─── Source text ───

Extinct genus of fishes

Mamulichthys is an extinct genus of bony fish in the order Discordichthyiformes only known from the middle Permian of Russia. Like other members of its order, the fish differs from the majority of other bony fish due to the presence of fin spines on its pectoral and dorsal fins. The fish is one of the most complete members of the order, with the holotype specimen preserving a majority of the body, up to around the second dorsal fin. More recently, Mamulichthys has been thought to potentially be a synonym of another member of the order ,Mutovinia, due to the similarities in their odontode shape. There is currently one species in the genus: M. ignotus.

== History and Classification ==
Mamulichthys was described by A. V. Minikh in 2014 based on the holotype and only specimen (SGU, no. 104B/3190) that was found in Amanak Formation located in the Orenburg Region of Russia. The locality the material is from, referred to as the Kichkass locality, was originally a copper mine dump only to be excavated decades later by the Research Institute of Geology of SGU during the summers of 1984-1987. The remains of Mamulichthys, along with a number of other fish from the locality, were collected as part of these excavations in 1985. The holotype specimen is laterally compressed and preserved the front section of the fish. Even with these more incomplete remains compared to many other fossil fish, the remains present make Mamulichthys the most complete member of the order Discordichthyiformes. A 2025 publication by A. S. Bakaev and coauthors suggested that the genus could be a synonym of another taxon in the order, Mutovinia stella, due to the shape of the odontodes on the dermal bones of the specimen.

The name Mamulichthys is a combination of "Mamul" which is referred to as an arbitrary combination of letters along with the Greek word "ichthys" which means fish. The species name 'ignotus' in reference to its unknown nature.

===Classification===
The placement of Mamulichthys and Discordichthyiformes remains unknown with the group currently being considered members of Osteichthyes that are neither ray-finned or lobe-finned fish. This is mainly due to the presence of fin spines along with the morphology and histology of the dermal bones. Based on these features, they are generally considered to be basal bony fish at present time.

==Description==
Mamulichthys was not a large fish with an estimated total length of 250 mm and a height of 65 mm. Though the specimen this flattened, a majority of the skull along with parts of the dorsal and pectoral fins are preserved in the specimen. Along with those, a large amount of scales are also preserved including the rows that would have been positioned in the dorsal and ventral regions.

=== Skull ===
The snout of Mamulichthys is poorly preserved with the only bones known from the anterior-most part of the skull being the rostro-premaxillary and the nasals. The rostro-premaxillary is a unit seen in a number of earlier ray-finned fish groups that is made up of a fused rostral and premaxillary bone. This unit is in contact with the nasal and most likely the postrostral bone towards the top and the maxilla near the bottom. The nasal bone is large with a tongue-shaped projection pointing backwards which would have made up the anterior portion of the orbit. The bone possesses two notches, one at the front and the other at the back. The maxilla is much larger than the rostro-premaxillary and spanned far past the orbital cavity; the bone curves downwards and widens past the cavity. The lower jaw is similarly large to the upper jaw though slightly longer and also increases in depth posteriorly. Most of the upper and lower dentition is made up of small to medium, cone-shaped teeth with the teeth on the maxilla being smaller and more widely-spaced than those on the mandible. The largest teeth of the fish are found on the rostro-premaxillary, though the exact tooth count is unknown. All of these bones have a large amount of tubercules that range from round to triangular in shape. The tubercules near the mouth on the maxilla and mandible are cone-shaped and point towards the teeth. Though not well known due to the poor preservation in the area, the bones in the postorbital region of the skull are present.

───

- Exercise task A
Answer these questions using the Mamulichthys article above:
(i) Who described Mamulichthys, and in what year?
(ii) During which summers did the Research Institute of Geology of SGU excavate the Kichkass locality?
(iii) What is the estimated total length of Mamulichthys?
- Exercise task B
Pick up the Mamulichthys article right after its last sentence and keep writing it in the same encyclopedic style.

─── Supplied material ───

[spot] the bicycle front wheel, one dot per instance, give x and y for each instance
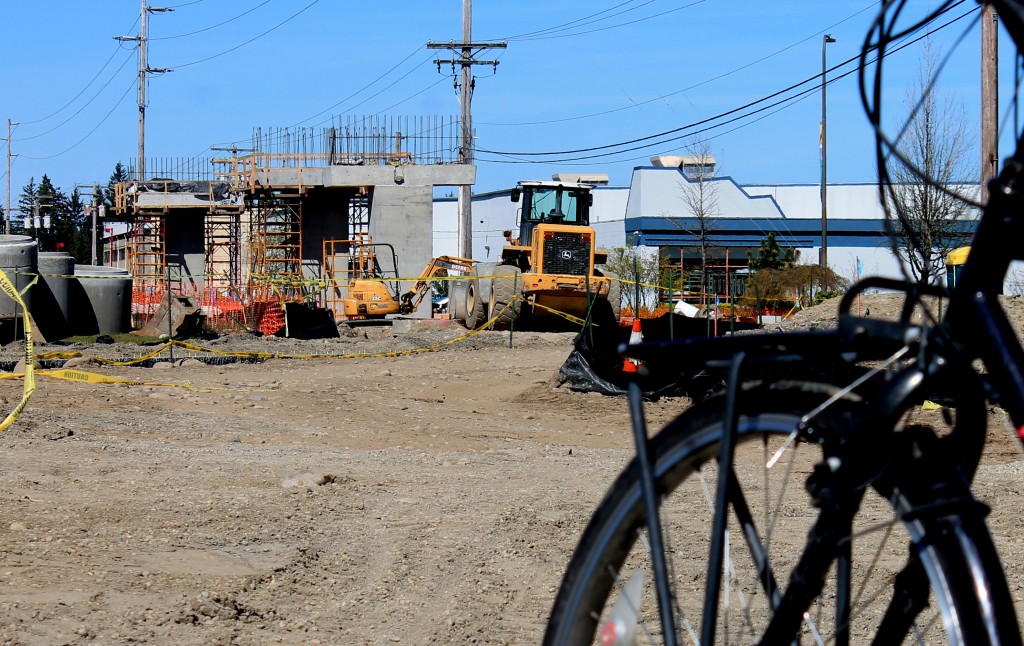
(905, 576)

───

- Task result A
(i) A. V. Minikh, in 2014.
(ii) The summers of 1984-1987.
(iii) 250 mm.

- Task result B
The skull roof of Mamulichthys is poorly known with the exact size and shape of the bones being unknown even though they are present in the specimen. Certain parts of the material have been interpreted to belong to the frontal and parietal bones but all outer skeletal material in this region is not known. There are small triangular bones found behind the parietal which have been suggested to be extrascapulars. These are some of the few preserved bones to be noted to lack the ornamentation that is present on many other bones. These bones would have been in contact with the posterior-most bones in the skull roof, the suprascapular bones, which were much larger and would have had similar ornamentation to the rest of the bones. Like other portions of the skull, the opercular region of the skull is poorly known with the only two bones known being the operculum and the preoperculum. Though being present in the material, the shape and size of the preoperculum is unknown though it is suggested that the bone could have been mostly vertical. The operculum, on the other hand, is more well preserved with the bone being very rounded.

=== Postcrania ===
The pectoral region of Mamulichthys with one of the more well-preserved regions of the fish with most of the bones being present in the specimen. Like the cranial bones, these bones possessed convex, triangular to round tubercules. The cleithrum of the fish is a large, tall bone with it reaching the operculum. This bone had both a vertical and dorsal rami, with the presence of the vertical ramus setting the fish apart from its relative Geryonichthys. The supracleithrum was a similarly large bone though was much more rectangular than the cleithrum. It would have been positioned behind the operculum, with the front edge of the bone being concave inline with the outline of the other bone.

The pectoral and dorsal fins are known from the fish which are both very different than what is associated with bony fish at the time. The fish would have had two separate dorsal fins that each possessed a fin spine like a number of chondrichthyans. The first one is located near the head and is largely covered in tubercules with range from ovular to triangular in shape. These tubercules were not present on the ventral surface of the spine. This is in contrast to the second fin spine which is around half the size of the front spine, though is incomplete. Unlike the with the dorsal fins, the pectoral fins preserve the fin itself rather than just the fin spine. The fin spine itself is incomplete though even based on the fragment, it would have been very large with a length of at least 25 mm. Though wide at the base, it would decrease in width posteriorly. Like the dorsal fin spines, the pectoral fin spines possess ornamentation with the posterior surface having tubercules similar in shape to what was seen in the first dorsal fin spine while the lateral surfaces have smaller triangular tubercules. The remains of the fin itself are preserved above the base of the pectoral fin spine. These remains are made up of three unsegmented rays with a number of smaller, segmented fin ray fragments above them. The rays have similar ornamentation to the later surfaces of the pectoral fin rays.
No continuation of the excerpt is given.